CHALLENGE A:
In the data entries, lay out everything from the line containing "green leaf, which" up to and including the line containing "pixel 63 176" as a numbered list, leaving out any blank lines.

Then just use the logical and operator &
c = 0xFFFFFFFF & (a+b)
By the way, these are 32 bit values, not 64 bit values (count the F; every two F is one byte == 8 bit; it's eight F, so four byte, so 32 bit).
Another solution using numpy:
import numpy as np
a = np.array([0x15151515], dtype=np.uint32) # use np.uint64 for 64 bits operations
b = np.array([0xFFFFFFFF], dtype=np.uint32)
c = a + b
print(c, c.dtype)
[353703188] uint32
pros: more readable than binary mask if many operations, especially if other operations such as division are used in which case you cannot just apply the mask at the final result but also need to apply it at intermediary operations ex: (0xFFFFFFFF + 1) // 2)
cons: adds a dependency, requires to be careful with literals:
c = a + 2**32 # 2**32 does not fit in np.uint32 so numpy changes the type of c
print(c, c.dtype)
[4648670485] uint64
Related
Let's say I have this number i = -6884376.
How do I refer to it as to an unsigned variable?
Something like (unsigned long)i in C.
Assuming:
You have 2's-complement representations in mind; and,
By (unsigned long) you mean unsigned 32-bit integer,
then you just need to add 2**32 (or 1 << 32) to the negative value.
For example, apply this to -1:
>>> -1
-1
>>> _ + 2**32
4294967295L
>>> bin(_)
'0b11111111111111111111111111111111'
Assumption #1 means you want -1 to be viewed as a solid string of 1 bits, and assumption #2 means you want 32 of them.

Data records:
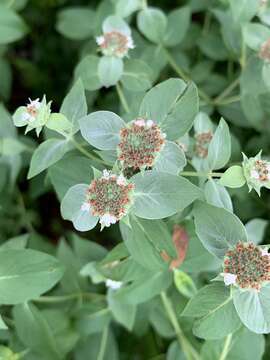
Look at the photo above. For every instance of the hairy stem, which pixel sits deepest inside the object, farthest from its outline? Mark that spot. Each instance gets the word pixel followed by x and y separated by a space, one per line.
pixel 226 347
pixel 122 98
pixel 200 174
pixel 185 77
pixel 227 91
pixel 185 345
pixel 103 343
pixel 87 153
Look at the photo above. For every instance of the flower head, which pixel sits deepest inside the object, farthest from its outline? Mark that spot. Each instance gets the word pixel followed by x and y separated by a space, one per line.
pixel 246 266
pixel 34 115
pixel 264 52
pixel 140 143
pixel 115 43
pixel 257 172
pixel 202 142
pixel 109 197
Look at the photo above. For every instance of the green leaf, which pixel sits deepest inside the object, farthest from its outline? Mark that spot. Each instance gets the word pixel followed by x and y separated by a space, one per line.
pixel 172 159
pixel 160 196
pixel 217 195
pixel 87 70
pixel 26 274
pixel 34 332
pixel 74 106
pixel 184 283
pixel 12 27
pixel 253 308
pixel 213 307
pixel 71 208
pixel 255 35
pixel 152 22
pixel 173 104
pixel 144 288
pixel 217 228
pixel 102 129
pixel 233 177
pixel 110 70
pixel 178 24
pixel 219 151
pixel 136 75
pixel 76 23
pixel 47 154
pixel 123 313
pixel 244 10
pixel 63 176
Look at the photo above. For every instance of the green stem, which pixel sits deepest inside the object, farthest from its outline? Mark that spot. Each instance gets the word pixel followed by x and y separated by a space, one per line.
pixel 200 174
pixel 68 297
pixel 87 153
pixel 185 345
pixel 226 347
pixel 227 91
pixel 185 77
pixel 103 343
pixel 122 98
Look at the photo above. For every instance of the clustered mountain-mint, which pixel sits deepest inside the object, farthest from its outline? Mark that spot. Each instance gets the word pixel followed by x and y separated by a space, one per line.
pixel 115 43
pixel 140 143
pixel 202 141
pixel 109 197
pixel 247 266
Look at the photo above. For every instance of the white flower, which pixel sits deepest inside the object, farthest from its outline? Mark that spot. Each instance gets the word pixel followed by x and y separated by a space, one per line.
pixel 121 180
pixel 130 43
pixel 265 252
pixel 149 123
pixel 139 122
pixel 85 207
pixel 112 284
pixel 100 40
pixel 107 220
pixel 229 278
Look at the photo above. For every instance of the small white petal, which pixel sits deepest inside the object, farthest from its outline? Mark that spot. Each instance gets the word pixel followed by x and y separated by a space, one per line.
pixel 121 180
pixel 100 40
pixel 229 278
pixel 139 122
pixel 114 285
pixel 107 220
pixel 85 207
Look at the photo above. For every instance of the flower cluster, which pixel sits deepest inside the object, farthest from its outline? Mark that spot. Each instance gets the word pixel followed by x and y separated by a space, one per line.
pixel 140 143
pixel 257 172
pixel 34 115
pixel 115 43
pixel 264 52
pixel 202 141
pixel 109 197
pixel 246 266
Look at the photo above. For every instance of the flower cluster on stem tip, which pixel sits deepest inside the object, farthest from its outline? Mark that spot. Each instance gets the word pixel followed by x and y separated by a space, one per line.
pixel 246 266
pixel 115 43
pixel 109 197
pixel 140 143
pixel 257 172
pixel 34 115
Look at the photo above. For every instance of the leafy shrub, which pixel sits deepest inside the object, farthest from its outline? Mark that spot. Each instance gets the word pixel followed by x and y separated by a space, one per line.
pixel 134 188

CHALLENGE B:
Output the full passage on unsigned integers in Python word for word.

TASK SOLUTION A:
1. Look at the photo above. For every instance of the green leaf, which pixel sits deepest inside the object, farthest from its outline? Mark that spot. Each instance gets the word pixel followed by x and y separated by a space, one per line.
2. pixel 172 159
3. pixel 160 196
4. pixel 217 195
5. pixel 87 70
6. pixel 26 274
7. pixel 34 332
8. pixel 74 106
9. pixel 184 283
10. pixel 12 27
11. pixel 253 308
12. pixel 213 307
13. pixel 71 208
14. pixel 255 35
15. pixel 152 22
16. pixel 173 104
17. pixel 144 288
18. pixel 217 228
19. pixel 102 129
20. pixel 233 177
21. pixel 110 70
22. pixel 178 24
23. pixel 219 151
24. pixel 136 75
25. pixel 76 23
26. pixel 47 154
27. pixel 123 313
28. pixel 244 10
29. pixel 63 176

TASK SOLUTION B:
Then just use the logical and operator &
c = 0xFFFFFFFF & (a+b)
By the way, these are 32 bit values, not 64 bit values (count the F; every two F is one byte == 8 bit; it's eight F, so four byte, so 32 bit).
Another solution using numpy:
import numpy as np
a = np.array([0x15151515], dtype=np.uint32) # use np.uint64 for 64 bits operations
b = np.array([0xFFFFFFFF], dtype=np.uint32)
c = a + b
print(c, c.dtype)
[353703188] uint32
pros: more readable than binary mask if many operations, especially if other operations such as division are used in which case you cannot just apply the mask at the final result but also need to apply it at intermediary operations ex: (0xFFFFFFFF + 1) // 2)
cons: adds a dependency, requires to be careful with literals:
c = a + 2**32 # 2**32 does not fit in np.uint32 so numpy changes the type of c
print(c, c.dtype)
[4648670485] uint64
Related
Let's say I have this number i = -6884376.
How do I refer to it as to an unsigned variable?
Something like (unsigned long)i in C.
Assuming:
You have 2's-complement representations in mind; and,
By (unsigned long) you mean unsigned 32-bit integer,
then you just need to add 2**32 (or 1 << 32) to the negative value.
For example, apply this to -1:
>>> -1
-1
>>> _ + 2**32
4294967295L
>>> bin(_)
'0b11111111111111111111111111111111'
Assumption #1 means you want -1 to be viewed as a solid string of 1 bits, and assumption #2 means you want 32 of them.